Material shown:
Segment Open

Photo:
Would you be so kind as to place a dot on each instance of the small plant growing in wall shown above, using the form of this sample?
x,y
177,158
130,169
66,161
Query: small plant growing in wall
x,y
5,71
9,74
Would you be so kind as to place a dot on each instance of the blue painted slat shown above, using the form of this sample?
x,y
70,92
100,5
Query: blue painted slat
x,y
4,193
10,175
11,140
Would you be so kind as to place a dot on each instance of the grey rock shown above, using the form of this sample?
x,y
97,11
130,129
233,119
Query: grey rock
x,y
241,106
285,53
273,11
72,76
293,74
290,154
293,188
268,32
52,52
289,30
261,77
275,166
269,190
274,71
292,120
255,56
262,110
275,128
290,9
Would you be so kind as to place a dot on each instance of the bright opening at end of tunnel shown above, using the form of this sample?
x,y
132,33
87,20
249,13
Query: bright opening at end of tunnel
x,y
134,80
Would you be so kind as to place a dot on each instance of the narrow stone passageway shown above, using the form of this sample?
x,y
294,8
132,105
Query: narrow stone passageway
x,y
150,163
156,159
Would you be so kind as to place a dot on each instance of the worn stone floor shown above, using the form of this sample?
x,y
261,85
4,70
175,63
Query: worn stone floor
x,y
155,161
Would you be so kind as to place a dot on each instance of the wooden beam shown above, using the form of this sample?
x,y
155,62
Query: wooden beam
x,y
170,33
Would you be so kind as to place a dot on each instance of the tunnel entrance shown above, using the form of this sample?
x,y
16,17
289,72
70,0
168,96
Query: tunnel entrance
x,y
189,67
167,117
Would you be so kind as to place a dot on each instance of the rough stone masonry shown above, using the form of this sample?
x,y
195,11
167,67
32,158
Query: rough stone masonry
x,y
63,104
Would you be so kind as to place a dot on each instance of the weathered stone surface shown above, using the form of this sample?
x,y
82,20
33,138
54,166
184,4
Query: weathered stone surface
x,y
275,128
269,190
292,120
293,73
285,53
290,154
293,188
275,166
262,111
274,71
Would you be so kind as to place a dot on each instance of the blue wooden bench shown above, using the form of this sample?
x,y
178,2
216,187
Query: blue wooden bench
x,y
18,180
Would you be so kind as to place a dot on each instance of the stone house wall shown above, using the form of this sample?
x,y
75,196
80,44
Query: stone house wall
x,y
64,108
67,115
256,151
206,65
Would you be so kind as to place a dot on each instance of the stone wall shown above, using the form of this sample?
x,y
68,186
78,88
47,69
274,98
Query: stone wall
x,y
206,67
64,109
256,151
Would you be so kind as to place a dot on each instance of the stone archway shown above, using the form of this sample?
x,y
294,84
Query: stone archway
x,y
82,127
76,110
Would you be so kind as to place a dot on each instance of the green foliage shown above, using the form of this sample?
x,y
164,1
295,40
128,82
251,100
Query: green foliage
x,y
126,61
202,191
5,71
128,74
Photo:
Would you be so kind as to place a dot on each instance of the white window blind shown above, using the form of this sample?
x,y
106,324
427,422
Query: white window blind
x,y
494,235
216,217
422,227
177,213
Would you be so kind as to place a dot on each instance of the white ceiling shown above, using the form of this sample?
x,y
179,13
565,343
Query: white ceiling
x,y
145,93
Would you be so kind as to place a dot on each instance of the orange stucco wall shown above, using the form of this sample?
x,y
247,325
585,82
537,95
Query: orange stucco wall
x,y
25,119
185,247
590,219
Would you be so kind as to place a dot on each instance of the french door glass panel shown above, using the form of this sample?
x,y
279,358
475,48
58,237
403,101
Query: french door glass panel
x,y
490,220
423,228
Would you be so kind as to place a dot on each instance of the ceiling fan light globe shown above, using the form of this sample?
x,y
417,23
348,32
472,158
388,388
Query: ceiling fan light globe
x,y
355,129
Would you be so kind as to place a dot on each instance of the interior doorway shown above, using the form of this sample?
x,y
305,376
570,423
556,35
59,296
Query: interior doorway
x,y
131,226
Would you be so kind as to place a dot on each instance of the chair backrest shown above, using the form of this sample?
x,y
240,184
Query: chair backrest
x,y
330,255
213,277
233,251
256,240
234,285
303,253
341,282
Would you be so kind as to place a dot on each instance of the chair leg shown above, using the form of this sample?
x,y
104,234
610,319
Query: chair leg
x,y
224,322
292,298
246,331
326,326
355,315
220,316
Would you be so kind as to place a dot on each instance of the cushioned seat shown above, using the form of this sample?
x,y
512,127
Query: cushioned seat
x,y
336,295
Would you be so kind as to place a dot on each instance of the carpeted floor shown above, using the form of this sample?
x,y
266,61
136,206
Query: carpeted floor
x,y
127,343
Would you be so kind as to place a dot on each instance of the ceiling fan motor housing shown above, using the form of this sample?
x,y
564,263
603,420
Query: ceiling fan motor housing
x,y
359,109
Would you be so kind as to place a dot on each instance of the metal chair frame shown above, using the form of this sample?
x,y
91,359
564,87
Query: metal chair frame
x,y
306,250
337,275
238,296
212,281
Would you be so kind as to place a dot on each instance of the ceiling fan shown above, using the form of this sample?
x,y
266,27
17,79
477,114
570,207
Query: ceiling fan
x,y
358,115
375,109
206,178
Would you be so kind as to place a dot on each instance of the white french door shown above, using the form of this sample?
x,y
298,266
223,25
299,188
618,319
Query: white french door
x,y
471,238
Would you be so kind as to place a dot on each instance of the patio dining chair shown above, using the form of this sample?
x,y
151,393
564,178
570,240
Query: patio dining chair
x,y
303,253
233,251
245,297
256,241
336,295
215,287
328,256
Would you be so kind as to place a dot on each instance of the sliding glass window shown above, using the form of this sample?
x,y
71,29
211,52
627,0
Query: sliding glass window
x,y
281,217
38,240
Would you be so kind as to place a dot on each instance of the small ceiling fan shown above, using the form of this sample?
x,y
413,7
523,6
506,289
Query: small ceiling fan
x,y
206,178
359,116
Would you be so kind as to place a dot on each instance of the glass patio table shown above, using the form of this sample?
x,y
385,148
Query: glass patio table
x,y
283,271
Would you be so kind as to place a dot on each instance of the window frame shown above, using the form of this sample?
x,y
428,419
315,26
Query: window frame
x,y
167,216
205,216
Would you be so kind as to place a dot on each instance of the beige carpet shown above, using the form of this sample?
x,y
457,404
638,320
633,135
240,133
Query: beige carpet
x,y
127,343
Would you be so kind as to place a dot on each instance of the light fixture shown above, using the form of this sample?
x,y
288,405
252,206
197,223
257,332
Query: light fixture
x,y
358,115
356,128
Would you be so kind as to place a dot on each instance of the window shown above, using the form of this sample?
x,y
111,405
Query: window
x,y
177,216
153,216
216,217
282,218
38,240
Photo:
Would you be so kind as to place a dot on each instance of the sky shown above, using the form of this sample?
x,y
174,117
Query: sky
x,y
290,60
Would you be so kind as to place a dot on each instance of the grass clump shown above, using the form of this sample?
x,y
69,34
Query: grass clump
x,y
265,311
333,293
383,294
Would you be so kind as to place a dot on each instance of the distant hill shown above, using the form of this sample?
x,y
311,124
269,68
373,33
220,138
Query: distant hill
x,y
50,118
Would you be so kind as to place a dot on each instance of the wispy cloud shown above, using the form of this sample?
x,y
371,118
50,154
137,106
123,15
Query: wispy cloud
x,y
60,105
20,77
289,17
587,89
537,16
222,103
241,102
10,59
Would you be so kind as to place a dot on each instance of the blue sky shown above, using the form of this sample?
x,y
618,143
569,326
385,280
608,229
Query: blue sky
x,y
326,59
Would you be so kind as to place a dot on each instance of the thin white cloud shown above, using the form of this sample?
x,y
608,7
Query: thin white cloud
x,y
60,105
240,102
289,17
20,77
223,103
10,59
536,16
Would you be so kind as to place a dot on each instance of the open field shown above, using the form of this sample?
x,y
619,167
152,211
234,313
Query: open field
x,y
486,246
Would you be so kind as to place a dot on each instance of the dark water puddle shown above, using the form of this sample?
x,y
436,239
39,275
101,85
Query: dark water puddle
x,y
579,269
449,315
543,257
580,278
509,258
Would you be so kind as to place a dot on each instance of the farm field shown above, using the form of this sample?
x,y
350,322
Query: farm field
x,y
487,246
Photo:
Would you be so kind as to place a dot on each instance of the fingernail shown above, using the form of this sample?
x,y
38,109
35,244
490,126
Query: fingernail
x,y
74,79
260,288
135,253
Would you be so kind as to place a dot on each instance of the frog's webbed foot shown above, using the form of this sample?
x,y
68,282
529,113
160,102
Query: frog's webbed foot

Segment Closed

The problem:
Every line above that includes the word "webbed" must appear in the answer.

Your solution:
Would you be so kind as to place a dot on each instance of the frog's webbed foot shown above, using the form of this sample?
Query: frog's webbed foot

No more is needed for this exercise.